» TEXTO EXIBIDO
###
Nobre: “Lula disse que não se faz política com o que se quer, mas com o que se tem. Para reformar o sistema político, vamos precisar fazer política com o que se quer”

As manifestações de junho foram objeto de muitas interpretações, mas a primeira a ser publicada como livro foi “Choque de Democracia: Razões da Revolta”, lançada em e-book pelo filósofo e cientista político Marcos Nobre, professor da Unicamp e pesquisador do Cebrap. Quando os manifestantes saíram às ruas, ele trabalhava em um livro mais amplo, destinado a interpretar os últimos 30 anos pela perspectiva de seu conceito de “pemedebismo”.

“Imobilismo em Movimento” (Companhia das Letras, 208 págs., R$ 36) trata do período da redemocratização, com a formação do chamado “Centrão”, o mito da governabilidade que se estabeleceu após a queda de Fernando Collor, os períodos dos presidentes Fernando Henrique Cardoso e Luiz Inácio Lula da Silva e o início do governo Dilma Rousseff. No último capítulo, figura a tese, já presente no e-book, segundo a qual o que ocorreu em junho foi uma explosão do sentimento de que se tornou insuportável o descompasso entre o funcionamento do sistema político e as aspirações da sociedade, que, em oposição ao antigo nacional-desenvolvimentismo, Nobre denomina “social-desenvolvimentismo”.

“A ideia é expandir a perspectiva sobre o período pós-redemocratização, para sistematizar a experiência de quem não viveu a ditadura e a hiperinflação”, diz Nobre. A motivação para o recorte de leitura foi uma investigação sobre o “conservadorismo à brasileira”. Encasteladas no sistema político, não escapam inteiramente desse conservadorismo nem as novidades do cenário político, como a aliança entre Marina Silva e Eduardo Campos e a ascensão da nova geração de políticos.

Valor: O senhor usa o termo “pemedebismo” há anos. Como foi a cunhagem desse conceito?

Marcos Nobre: A ideia do pemedebismo me veio em 2009, quando ficou claro que existe uma cultura política que domina o sistema e é fundamental para entender o conservadorismo brasileiro. Há um argumento, partilhado pela direita e pela esquerda, de que a sociedade brasileira é conservadora. Isso legitimou o conservadorismo do sistema político: existiriam limites para transformar o país, porque a sociedade é conservadora, não aceita mudanças bruscas. Isso justifica o caráter paquidérmico da redemocratização e da redistribuição da renda. Mas não é assim. A sociedade é muito mais avançada que o sistema político. Ele se mantém porque consegue convencer a sociedade de que é a expressão dela, de seu conservadorismo. Na Constituinte, em 1987 e 1988, nunca se viu tamanha participação da sociedade. A elite conservadora entrou em pânico, temendo um processo incontrolável de democratização. Toda a história republicana brasileira é a de colocar obstáculos para a democratização da sociedade.
###
» REGISTROS ARMAZENADOS
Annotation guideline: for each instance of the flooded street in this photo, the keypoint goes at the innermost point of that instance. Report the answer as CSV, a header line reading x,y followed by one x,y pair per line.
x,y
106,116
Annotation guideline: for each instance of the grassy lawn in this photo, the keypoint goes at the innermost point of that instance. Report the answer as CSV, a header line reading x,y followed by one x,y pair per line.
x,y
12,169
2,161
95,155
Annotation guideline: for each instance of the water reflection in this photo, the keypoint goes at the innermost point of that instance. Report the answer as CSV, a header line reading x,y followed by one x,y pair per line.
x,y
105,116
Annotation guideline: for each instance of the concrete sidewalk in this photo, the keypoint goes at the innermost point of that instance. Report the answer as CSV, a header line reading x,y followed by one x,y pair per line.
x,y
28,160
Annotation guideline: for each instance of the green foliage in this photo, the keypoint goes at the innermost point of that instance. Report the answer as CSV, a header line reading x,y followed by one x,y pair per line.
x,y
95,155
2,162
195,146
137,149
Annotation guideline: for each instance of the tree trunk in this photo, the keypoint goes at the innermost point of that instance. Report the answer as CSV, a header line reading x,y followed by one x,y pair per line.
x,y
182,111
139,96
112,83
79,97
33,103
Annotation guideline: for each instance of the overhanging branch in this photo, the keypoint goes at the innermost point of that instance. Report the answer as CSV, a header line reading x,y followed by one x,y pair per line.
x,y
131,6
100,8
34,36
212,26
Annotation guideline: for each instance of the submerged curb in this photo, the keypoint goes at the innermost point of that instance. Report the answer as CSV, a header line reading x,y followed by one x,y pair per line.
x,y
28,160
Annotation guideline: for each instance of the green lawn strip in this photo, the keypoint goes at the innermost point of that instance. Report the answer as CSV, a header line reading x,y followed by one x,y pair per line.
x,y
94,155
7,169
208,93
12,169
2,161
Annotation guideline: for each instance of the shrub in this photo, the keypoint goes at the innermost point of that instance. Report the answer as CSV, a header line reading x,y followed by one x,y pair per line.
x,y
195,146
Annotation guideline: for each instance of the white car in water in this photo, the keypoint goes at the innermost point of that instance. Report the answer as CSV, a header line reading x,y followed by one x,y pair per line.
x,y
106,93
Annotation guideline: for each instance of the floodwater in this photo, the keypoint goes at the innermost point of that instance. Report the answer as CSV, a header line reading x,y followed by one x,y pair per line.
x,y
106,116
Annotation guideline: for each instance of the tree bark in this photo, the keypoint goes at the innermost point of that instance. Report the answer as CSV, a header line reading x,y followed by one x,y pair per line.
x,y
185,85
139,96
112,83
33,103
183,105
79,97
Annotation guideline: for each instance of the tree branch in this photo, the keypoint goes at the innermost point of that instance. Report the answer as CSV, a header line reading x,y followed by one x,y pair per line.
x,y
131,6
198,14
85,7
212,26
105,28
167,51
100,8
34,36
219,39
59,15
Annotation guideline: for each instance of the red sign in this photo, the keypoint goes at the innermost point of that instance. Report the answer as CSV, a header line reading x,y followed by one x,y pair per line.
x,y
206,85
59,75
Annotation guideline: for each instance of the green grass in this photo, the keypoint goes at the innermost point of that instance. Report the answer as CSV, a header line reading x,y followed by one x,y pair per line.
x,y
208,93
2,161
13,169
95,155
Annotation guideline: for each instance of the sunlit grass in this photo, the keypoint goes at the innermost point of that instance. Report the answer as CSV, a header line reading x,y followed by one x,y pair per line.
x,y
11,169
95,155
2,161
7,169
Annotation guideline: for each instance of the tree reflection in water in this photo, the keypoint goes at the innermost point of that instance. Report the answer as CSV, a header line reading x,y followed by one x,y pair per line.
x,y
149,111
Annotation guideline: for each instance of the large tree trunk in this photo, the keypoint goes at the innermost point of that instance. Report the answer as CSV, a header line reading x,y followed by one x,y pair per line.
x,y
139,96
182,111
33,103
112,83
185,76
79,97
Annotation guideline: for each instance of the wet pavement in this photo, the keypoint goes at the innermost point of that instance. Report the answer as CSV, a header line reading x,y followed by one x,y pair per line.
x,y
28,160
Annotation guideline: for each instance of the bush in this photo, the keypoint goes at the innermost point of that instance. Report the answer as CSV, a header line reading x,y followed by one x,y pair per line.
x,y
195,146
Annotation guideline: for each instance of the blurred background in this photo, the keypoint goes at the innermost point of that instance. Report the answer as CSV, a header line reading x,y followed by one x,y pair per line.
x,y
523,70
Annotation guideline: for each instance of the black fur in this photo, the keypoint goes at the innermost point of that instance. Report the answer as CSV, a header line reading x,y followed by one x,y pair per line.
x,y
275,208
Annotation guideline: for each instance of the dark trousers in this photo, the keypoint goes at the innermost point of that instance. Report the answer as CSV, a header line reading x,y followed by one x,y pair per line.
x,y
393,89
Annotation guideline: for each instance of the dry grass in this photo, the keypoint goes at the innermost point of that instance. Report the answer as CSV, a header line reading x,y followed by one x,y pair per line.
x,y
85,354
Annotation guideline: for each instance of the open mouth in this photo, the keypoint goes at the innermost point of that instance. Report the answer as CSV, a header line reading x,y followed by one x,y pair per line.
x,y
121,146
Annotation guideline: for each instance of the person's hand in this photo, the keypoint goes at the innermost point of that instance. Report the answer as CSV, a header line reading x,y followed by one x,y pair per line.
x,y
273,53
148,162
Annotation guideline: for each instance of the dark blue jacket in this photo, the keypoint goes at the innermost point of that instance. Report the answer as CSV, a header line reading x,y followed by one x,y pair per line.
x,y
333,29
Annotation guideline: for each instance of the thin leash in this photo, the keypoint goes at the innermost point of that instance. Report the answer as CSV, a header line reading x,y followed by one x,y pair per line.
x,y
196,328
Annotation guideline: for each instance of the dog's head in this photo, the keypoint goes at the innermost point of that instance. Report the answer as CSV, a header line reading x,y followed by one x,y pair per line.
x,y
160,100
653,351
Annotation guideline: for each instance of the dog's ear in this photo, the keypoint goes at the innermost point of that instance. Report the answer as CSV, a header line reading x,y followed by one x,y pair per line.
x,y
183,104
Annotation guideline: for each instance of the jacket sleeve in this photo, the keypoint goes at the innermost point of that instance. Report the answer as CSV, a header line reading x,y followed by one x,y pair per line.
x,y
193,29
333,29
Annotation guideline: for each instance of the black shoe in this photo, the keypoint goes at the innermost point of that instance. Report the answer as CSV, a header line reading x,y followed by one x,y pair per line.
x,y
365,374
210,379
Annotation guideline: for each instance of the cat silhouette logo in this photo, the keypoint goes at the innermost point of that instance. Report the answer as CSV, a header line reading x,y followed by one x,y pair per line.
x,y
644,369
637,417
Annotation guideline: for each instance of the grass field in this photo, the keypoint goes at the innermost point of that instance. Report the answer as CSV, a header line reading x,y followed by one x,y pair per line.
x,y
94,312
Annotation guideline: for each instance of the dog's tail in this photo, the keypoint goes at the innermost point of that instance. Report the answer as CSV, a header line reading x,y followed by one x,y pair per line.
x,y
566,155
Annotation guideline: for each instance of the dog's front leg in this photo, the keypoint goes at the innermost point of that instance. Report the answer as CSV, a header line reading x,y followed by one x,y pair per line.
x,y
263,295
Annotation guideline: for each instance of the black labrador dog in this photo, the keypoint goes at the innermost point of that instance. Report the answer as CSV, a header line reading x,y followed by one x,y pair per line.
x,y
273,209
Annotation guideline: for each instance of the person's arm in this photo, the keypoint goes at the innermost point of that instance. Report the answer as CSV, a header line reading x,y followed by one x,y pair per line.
###
» DESCRIÇÃO DA TAREFA
Segundo a entrevista sobre o pemedebismo, em que ano Marcos Nobre teve a ideia desse conceito?

» RESULTADO
Em 2009.